*** Provided records ***
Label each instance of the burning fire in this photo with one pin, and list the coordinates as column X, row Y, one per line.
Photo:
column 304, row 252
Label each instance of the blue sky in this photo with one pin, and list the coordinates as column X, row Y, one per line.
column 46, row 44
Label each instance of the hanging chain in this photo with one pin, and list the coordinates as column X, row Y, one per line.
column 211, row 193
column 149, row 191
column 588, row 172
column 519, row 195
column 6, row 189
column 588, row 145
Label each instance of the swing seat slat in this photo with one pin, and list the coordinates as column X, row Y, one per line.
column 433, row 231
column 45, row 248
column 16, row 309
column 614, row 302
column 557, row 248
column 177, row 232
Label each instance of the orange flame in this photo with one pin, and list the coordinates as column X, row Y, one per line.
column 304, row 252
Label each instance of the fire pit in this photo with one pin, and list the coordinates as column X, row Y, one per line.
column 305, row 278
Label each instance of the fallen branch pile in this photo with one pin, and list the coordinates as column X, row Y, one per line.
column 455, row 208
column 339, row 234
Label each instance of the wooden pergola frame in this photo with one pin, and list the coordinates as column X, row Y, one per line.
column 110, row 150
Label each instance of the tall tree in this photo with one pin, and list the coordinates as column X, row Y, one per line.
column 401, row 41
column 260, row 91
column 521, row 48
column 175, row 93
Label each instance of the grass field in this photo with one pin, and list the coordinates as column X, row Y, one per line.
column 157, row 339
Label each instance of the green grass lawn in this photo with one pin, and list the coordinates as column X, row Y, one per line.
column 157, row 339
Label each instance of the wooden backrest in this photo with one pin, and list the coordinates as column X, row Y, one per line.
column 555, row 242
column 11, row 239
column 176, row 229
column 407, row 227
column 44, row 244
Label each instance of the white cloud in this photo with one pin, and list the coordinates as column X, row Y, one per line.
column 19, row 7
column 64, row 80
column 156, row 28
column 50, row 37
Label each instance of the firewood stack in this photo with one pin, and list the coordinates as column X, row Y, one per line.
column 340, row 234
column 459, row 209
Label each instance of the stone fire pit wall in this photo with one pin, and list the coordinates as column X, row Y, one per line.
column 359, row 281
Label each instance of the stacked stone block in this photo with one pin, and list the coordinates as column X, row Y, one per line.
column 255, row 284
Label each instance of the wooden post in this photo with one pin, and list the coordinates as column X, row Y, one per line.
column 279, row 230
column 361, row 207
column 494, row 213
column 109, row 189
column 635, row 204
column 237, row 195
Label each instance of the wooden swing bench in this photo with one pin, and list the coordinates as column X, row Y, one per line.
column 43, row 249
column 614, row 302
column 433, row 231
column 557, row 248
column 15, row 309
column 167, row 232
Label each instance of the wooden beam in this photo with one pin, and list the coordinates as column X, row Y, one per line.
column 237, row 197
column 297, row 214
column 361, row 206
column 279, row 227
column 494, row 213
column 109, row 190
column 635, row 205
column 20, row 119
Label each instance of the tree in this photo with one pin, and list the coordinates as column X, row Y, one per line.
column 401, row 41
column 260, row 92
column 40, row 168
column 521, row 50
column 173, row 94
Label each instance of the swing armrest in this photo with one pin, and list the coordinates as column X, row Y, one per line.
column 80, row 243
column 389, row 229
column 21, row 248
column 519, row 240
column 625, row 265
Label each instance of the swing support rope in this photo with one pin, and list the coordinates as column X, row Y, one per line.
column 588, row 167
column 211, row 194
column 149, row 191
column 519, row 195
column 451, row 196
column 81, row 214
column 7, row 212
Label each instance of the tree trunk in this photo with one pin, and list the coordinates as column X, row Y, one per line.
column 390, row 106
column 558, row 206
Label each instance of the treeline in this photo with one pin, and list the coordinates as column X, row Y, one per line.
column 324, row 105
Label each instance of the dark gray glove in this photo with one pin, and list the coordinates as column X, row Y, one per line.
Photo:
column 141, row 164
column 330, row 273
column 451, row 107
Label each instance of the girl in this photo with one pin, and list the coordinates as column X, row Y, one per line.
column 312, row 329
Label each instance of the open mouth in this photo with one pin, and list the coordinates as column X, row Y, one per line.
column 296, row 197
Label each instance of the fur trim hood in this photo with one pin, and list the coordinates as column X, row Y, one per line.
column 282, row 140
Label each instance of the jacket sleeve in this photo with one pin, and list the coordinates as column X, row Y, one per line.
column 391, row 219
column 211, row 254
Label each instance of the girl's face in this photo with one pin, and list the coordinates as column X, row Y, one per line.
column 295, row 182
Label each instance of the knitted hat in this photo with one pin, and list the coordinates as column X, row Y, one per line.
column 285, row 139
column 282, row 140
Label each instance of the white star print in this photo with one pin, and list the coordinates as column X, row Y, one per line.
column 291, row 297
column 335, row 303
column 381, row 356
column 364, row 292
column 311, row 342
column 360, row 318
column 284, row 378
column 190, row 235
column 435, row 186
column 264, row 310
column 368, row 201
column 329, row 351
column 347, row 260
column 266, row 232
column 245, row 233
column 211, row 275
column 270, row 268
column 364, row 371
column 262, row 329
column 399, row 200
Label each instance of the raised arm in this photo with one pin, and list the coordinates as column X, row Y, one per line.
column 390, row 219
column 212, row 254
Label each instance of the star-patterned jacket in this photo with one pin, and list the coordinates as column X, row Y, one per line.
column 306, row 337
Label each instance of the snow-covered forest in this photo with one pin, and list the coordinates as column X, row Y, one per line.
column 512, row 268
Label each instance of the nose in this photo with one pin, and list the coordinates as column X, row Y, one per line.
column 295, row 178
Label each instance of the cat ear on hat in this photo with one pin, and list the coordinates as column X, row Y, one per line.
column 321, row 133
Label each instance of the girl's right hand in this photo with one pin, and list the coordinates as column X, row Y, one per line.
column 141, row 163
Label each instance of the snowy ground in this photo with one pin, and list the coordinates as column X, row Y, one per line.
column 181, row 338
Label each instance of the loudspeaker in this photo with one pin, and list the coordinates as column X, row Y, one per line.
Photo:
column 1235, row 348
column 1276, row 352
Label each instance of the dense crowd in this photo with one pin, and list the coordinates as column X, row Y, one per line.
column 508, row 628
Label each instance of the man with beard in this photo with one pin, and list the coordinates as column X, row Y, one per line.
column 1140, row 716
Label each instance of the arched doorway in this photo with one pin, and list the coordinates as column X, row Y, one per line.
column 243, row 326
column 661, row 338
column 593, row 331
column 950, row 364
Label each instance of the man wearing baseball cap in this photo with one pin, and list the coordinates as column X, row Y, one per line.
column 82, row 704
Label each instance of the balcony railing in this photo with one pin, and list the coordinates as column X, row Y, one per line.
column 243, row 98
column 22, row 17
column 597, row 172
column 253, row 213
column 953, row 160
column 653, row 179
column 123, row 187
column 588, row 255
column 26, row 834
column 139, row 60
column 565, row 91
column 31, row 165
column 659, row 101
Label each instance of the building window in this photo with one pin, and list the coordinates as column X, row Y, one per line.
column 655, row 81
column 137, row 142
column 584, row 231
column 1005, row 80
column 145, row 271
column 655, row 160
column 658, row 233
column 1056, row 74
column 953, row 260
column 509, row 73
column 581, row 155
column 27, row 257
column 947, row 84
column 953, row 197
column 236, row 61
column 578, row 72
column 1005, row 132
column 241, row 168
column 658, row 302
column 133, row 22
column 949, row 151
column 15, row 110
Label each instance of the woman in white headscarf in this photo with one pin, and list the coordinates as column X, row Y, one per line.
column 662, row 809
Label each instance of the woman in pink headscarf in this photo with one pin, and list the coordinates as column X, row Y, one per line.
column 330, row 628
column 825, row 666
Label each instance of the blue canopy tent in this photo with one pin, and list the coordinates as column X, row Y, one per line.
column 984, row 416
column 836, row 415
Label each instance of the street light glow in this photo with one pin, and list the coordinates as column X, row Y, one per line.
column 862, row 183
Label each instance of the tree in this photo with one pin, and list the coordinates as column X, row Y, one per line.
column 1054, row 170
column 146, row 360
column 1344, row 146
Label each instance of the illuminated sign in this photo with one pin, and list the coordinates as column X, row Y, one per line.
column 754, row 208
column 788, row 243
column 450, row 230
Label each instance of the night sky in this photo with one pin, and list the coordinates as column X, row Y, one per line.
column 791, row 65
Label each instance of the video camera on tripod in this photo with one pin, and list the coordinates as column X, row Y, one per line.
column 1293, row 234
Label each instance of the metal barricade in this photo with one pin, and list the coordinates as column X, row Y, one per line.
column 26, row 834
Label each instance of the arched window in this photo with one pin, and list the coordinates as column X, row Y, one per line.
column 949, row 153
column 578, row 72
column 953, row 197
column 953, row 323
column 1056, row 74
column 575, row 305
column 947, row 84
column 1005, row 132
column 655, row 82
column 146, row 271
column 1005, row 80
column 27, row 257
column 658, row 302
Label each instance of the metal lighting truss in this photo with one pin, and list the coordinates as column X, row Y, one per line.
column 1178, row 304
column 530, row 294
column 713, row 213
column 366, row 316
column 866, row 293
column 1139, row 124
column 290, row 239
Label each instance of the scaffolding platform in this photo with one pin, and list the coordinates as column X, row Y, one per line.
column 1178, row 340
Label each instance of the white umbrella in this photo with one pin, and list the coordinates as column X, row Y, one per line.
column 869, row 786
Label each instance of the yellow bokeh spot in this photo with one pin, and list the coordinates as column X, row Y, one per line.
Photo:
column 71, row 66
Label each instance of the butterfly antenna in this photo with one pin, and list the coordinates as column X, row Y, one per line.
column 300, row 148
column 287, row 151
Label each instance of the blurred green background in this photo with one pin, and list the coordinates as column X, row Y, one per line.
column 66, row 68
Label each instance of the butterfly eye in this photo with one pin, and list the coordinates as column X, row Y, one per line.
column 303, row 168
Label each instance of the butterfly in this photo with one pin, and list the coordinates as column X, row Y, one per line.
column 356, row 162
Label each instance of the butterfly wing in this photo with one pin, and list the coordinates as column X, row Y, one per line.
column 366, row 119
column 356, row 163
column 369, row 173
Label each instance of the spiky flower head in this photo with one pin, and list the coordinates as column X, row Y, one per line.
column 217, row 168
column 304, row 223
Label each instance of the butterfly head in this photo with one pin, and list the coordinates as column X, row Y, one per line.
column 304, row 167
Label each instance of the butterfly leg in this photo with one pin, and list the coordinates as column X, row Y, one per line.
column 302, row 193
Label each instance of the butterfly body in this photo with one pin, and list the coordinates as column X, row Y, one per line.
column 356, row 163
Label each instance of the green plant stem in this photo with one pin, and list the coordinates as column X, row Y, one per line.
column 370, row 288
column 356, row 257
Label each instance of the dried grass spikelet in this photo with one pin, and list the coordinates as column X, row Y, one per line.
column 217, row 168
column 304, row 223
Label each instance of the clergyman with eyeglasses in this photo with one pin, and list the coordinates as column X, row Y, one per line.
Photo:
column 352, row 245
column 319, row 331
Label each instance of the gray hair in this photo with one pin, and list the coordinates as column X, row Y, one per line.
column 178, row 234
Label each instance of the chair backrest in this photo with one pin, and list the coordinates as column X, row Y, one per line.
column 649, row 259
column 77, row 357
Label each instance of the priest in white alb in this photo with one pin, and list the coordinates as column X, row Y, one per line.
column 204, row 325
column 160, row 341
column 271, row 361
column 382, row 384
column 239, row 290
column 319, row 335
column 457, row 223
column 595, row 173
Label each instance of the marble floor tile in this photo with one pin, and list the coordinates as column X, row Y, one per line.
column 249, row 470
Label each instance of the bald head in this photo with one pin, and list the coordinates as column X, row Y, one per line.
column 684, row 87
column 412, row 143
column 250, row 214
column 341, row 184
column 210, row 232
***
> **Written task**: Recast the items above, from the line holding "Label each instance of the man wearing" through the line holding "column 862, row 183" (both included), as a two-column CSV with the headers instruction and response. Give one row per item, with its text and its answer each in a single quoted field and every line break turned into a space.

> **Response**:
instruction,response
"Label each instance of the man wearing baseball cap in this photo with one pin, and list the coordinates as column X, row Y, one per line.","column 82, row 704"
"Label each instance of the balcony railing in this photo with one pin, and list the coordinates as column X, row Y, one per line.","column 243, row 98 column 22, row 17 column 597, row 172 column 253, row 213 column 953, row 160 column 653, row 179 column 123, row 187 column 588, row 255 column 26, row 834 column 139, row 60 column 565, row 91 column 31, row 165 column 659, row 101"
"Label each instance of the building window in this photo with one pin, and list the coordinates as column X, row Y, one per line.","column 655, row 81 column 137, row 142 column 584, row 231 column 1005, row 80 column 145, row 271 column 655, row 160 column 658, row 233 column 1056, row 74 column 953, row 260 column 509, row 73 column 581, row 155 column 27, row 257 column 947, row 84 column 953, row 197 column 236, row 61 column 578, row 72 column 1005, row 132 column 241, row 168 column 658, row 302 column 133, row 22 column 949, row 151 column 15, row 110"
"Label each instance of the woman in white headscarf in this photo with one pin, and list the coordinates as column X, row Y, one per line.","column 662, row 809"
"Label each instance of the woman in pink headscarf in this photo with one pin, and list the coordinates as column X, row Y, one per line.","column 330, row 628 column 825, row 666"
"Label each instance of the blue canopy tent in this photo with one pin, and list the coordinates as column X, row Y, one per line.","column 984, row 416 column 836, row 415"
"Label each instance of the street light glow in this photo with one pin, and list the coordinates as column X, row Y, one per line.","column 862, row 183"